▶ _Objetivo_
Dê continuidade ao texto abaixo sobre filantropia e diversidade LGBTQIAPN+, começando logo após a última frase.
--- Trecho fornecido ---
A falta de políticas específicas para promover a diversidade em conselhos deliberativos das organizações do ISP é também uma realidade preocupante, já que a representatividade em conselhos influencia diretamente nas práticas de doação das organizações. O Censo GIFE mostra que, quanto maior a diversidade dos conselhos, maior o apoio a organizações terceiras. Por exemplo, organizações sem a presença de pessoas negras e indígenas doam apenas 18% de seus recursos para a sociedade civil, enquanto organizações com a presença de pessoas negras e indígenas destinaram 46% de seus recursos para a sociedade civil (GIFE, 2022). É possível notar também que, quanto maior a diversidade em conselhos, maior a tendência das organizações de doar para a sociedade civil ao invés de investir em iniciativas próprias: organizações sem a presença de negros e indígenas investem 90% dos seus recursos em iniciativas próprias, enquanto organizações com a presença de negros e indígenas investem apenas 10% em projetos próprios (GIFE, 2022). Não temos dados com relação à presença de pessoas LGBTQIAPN+ em conselhos, mas as informações que temos apontam para um maior apoio dessa população quanto mais ela é representada em espaços de tomada de decisão. No entanto, em 2020, o Censo revelou que 66% dos investidores sociais não contavam com políticas para promover, ampliar ou assegurar a diversidade em seus conselhos. Em 2022, analisando especificamente o recorte LGBTQIA+, 81% das organizações não possuem políticas para ampliar a diversidade de pessoas LGBTQIAPN+ em seus conselhos e apenas apenas 4% das organizações declararam existir ações de promoção dessa diversidade nos conselhos.
A pesquisa do Projeto Pajubá (2024) também evidencia que a falta de interseccionalidade na abordagem de financiamento é um problema significativo. Uma pesquisa recente a Human Rights Funders Network, Funding for Intersectional Organizing: A Call to Action for Human Rights Philanthropy (2022), aponta que apoios para pessoas LGBTQIA+ está entre os que menos consideram interseccionalidades, o que limita ainda mais o acesso a recursos para iniciativas que abordam múltiplas formas de discriminação.
Essa falta de apoio financeiro adequado se reflete na vulnerabilidade das lideranças atravessadas por múltiplos marcadores sociais, como pessoas trans e travestis, populações negras e indígenas, e líderes em áreas rurais e periféricas. A crise climática também exacerbou essas desigualdades, tornando essencial o apoio estrutural e financeiro para organizações que enfrentam esses desafios interseccionais, conforme Yasmin e Mica Peres expressaram neste texto.
Contribuição da filantropia comunitária e de justiça social
A filantropia comunitária continua desempenhando um papel crucial no apoio às causas de justiça social no Brasil, especialmente através do compromisso de financiar agendas de direitos humanos, civis, sociais, econômicos e culturais. Essas organizações têm um foco particular na promoção e reconhecimento dos direitos de grupos historicamente excluídos de acesso aos direitos políticos, sociais e econômicos.
--- Linhas de dados ---
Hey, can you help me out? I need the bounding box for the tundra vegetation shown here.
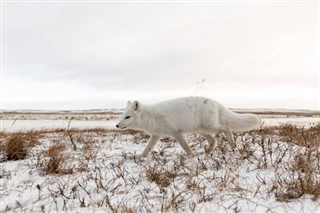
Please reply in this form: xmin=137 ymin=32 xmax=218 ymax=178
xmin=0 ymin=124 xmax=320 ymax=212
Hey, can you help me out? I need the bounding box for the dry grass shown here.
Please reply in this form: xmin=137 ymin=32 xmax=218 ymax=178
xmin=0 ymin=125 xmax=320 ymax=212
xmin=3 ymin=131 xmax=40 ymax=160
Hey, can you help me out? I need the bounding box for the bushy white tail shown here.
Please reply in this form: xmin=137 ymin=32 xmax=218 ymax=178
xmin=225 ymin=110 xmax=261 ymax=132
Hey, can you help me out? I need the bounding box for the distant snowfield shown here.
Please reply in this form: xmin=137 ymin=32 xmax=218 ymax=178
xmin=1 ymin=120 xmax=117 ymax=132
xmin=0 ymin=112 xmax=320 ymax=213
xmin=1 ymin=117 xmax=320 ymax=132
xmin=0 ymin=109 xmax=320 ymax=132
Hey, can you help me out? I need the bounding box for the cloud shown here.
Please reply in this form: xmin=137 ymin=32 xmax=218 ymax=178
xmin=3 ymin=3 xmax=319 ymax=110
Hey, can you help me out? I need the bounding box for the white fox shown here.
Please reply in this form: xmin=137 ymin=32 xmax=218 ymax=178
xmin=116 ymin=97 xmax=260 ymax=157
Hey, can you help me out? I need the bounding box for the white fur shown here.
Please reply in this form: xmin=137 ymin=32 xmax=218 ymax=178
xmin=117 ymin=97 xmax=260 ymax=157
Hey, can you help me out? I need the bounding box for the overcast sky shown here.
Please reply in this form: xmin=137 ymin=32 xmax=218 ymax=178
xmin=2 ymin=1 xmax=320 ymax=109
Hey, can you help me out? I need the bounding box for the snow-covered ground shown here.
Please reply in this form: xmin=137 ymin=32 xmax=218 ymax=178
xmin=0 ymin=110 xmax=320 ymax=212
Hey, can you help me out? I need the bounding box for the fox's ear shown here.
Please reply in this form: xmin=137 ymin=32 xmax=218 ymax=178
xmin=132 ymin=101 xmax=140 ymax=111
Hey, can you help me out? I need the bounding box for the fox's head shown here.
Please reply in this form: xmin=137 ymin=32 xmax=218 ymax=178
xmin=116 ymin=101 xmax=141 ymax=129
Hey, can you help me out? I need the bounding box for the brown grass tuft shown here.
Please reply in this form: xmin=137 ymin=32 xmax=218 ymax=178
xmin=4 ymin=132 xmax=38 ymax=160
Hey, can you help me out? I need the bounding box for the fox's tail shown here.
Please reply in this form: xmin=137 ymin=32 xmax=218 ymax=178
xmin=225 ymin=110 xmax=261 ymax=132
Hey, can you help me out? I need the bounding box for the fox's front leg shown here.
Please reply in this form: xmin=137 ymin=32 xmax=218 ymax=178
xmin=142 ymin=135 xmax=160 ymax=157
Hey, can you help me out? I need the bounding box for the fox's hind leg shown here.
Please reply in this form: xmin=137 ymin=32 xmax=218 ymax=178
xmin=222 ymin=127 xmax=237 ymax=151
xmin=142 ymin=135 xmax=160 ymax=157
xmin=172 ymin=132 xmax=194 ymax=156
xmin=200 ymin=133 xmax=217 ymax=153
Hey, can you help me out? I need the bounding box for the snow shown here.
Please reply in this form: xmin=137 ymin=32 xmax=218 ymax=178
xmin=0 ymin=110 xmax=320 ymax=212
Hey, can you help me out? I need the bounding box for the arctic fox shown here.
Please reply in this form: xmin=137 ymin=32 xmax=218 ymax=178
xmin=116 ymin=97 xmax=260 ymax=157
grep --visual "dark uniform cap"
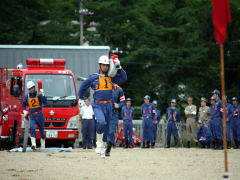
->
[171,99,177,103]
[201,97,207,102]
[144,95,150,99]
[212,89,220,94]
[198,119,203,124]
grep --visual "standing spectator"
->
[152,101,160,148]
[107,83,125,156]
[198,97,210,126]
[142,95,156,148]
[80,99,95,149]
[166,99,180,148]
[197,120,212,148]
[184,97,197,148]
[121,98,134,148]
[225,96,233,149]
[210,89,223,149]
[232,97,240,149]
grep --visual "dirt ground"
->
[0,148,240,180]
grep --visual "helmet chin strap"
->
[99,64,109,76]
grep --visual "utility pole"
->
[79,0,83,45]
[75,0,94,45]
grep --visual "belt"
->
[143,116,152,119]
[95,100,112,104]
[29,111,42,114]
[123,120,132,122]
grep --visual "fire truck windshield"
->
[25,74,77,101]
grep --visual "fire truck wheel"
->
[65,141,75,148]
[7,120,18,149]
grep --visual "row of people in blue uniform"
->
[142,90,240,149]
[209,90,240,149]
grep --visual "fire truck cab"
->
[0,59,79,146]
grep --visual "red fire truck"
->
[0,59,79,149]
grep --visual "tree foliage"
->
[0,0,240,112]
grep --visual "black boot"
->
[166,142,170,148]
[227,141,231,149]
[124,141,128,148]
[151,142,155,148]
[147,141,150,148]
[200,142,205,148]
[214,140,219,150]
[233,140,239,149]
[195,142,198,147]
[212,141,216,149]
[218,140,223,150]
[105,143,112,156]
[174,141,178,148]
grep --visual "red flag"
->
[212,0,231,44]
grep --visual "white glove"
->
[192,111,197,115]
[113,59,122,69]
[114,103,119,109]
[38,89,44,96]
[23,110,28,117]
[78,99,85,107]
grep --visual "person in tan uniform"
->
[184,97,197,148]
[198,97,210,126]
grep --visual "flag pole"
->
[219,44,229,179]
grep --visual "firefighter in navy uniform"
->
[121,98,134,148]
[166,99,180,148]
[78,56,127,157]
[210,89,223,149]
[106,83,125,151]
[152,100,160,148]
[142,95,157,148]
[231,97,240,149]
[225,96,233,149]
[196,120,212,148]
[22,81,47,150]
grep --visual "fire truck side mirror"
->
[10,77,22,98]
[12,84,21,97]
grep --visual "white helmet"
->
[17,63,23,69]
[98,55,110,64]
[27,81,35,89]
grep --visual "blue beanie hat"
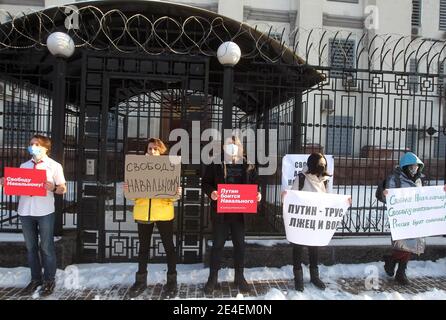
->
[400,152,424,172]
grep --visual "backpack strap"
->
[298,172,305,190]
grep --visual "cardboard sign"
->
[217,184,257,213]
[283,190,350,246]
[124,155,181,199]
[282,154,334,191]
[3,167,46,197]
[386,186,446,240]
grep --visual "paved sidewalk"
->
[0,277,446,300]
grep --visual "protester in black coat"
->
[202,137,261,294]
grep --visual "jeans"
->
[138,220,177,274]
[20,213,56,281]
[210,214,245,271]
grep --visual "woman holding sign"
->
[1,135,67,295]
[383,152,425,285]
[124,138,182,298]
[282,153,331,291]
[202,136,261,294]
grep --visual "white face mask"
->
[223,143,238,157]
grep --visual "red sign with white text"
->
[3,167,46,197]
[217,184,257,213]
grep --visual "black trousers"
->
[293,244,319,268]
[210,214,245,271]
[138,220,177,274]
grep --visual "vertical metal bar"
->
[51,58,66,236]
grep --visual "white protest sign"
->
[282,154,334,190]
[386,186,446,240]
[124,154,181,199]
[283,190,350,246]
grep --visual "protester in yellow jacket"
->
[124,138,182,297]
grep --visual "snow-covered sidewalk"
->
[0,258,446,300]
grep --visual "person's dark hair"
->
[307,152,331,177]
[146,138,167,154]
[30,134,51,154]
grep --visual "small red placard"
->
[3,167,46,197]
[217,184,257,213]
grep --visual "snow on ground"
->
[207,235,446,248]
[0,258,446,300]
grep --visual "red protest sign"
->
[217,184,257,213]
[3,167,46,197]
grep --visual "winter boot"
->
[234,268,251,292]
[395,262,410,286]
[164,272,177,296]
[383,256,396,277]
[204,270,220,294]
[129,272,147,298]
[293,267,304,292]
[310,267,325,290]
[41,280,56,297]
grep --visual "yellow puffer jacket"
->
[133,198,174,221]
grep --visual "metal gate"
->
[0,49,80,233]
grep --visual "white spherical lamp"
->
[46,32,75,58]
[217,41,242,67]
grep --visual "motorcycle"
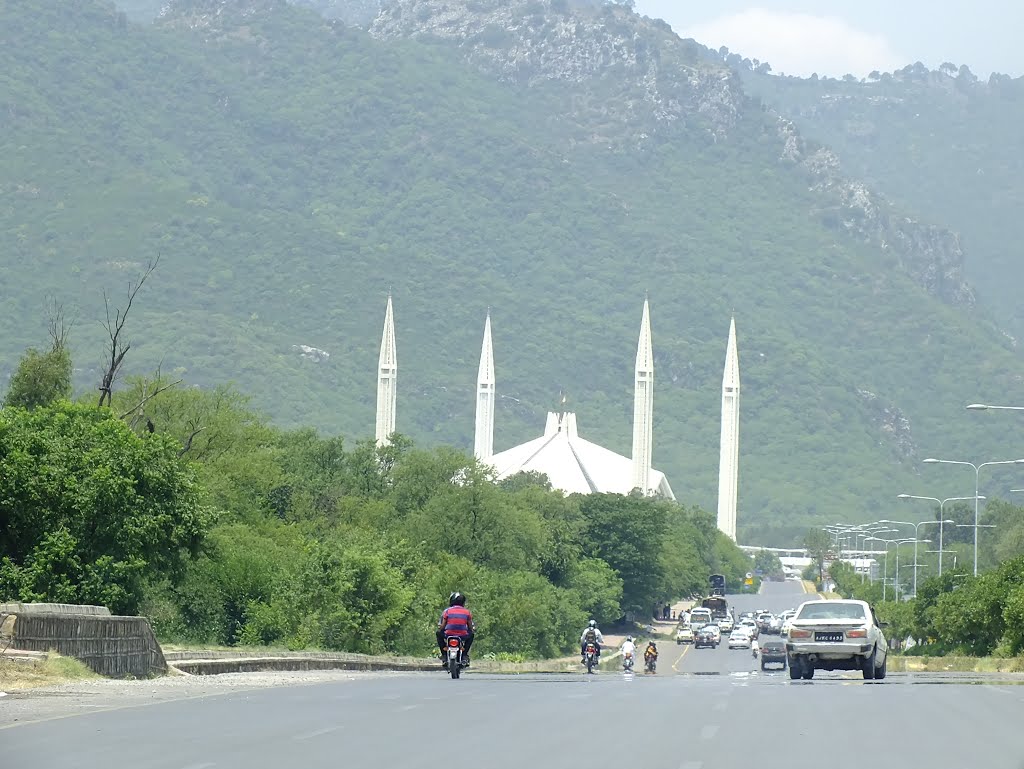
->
---
▶ _Resultado do exercício_
Com uma abordagem interseccional, essas iniciativas buscam fortalecer pautas que enfrentam discriminações e opressões, como as baseadas em raça/etnia, gênero, classe social, geração e orientação sexual. Pessoas negras, indígenas, de comunidades tradicionais, LGBTQIA+, com deficiência, de religiões afrodiaspóricas e outros grupos marginalizados são prioritários para essas filantropias (Rede Comuá, 2023).
Além disso, um dos principais enfoques dessas filantropias é o fortalecimento institucional, representando 74% de suas iniciativas, de acordo com o Mapeamento de Organizações doadoras independentes realizado pela Rede Comuá em 2022. O Mapeamento também revela que há um esforço crescente para priorizar a diversidade em equipes e cargos diretivos dessas organizações, embora ainda haja espaço para avanços nesse sentido.
É preciso apoiar a luta LGBTQIAPN+, com mais recursos, proteção e conhecimento
É crucial compreender a importância de lutar contra a marginalização de minorias LGBTQIA+ no campo filantrópico. Como destaca Mariam Gagoshashvili (2024), “como mulheres, como pessoas queer e trans, enfrentando opressão sistemática e marginalização, nossos corpos são campos de batalha dentro de nossos próprios países e comunidades” .
No campo filantrópico, essa realidade não é diferente. Os desafios enfrentados por esses grupos são significativos, incluindo a luta constante para garantir necessidades básicas enquanto sustentamos nossos ativismos.
Além disso, a proteção e segurança são questões urgentes para defensores de direitos LGBTQIA+. No Brasil, estamos diante de um cenário extremamente violento, onde ocorre um assassinato de pessoa LGBTQIA+ a cada 38 horas (Observatório de Mortes Violentas LGBTI+ no Brasil, 2023). O Brasil também enfrenta uma grave crise de saúde mental, sendo o país com a maior prevalência de depressão na América Latina (Ministério da Saúde, 2022).
Conforme destacado pela Comunidade de Prática da Rede Comuá focada em Proteção e Segurança (2023), em um contexto tão adverso, por que não priorizar a proteção e segurança das organizações da sociedade civil e das doadoras, especialmente da filantropia independente, que estão na linha de frente dessa luta? […] Como podemos ignorar que as pessoas que constituem essas organizações muitas vezes têm seus direitos e sua própria existência negados?
Além disso, é importante apoiar mais pesquisas que ampliem nosso entendimento e abordagem em relação às necessidades das organizações LGBTQIAPN+. Exemplos são pesquisas que estão sendo desenvolvidas na segunda turma do Knowledge Program da Rede Comuá, como a pesquisa “Justas: Transfobia ambiental e justiça climática para pessoas trans”, de Emily Mel Fernandes e Souza e a pesquisa “Cadê o Aqué: Mapeando ausências, (des)encaixes e possibilidades entre as organizações de travestis e mulheres transexuais e a filantropia no Brasil”. Esses dois estudos trarão dados inéditos para somar à luta LGBTQIAPN+ no Brasil.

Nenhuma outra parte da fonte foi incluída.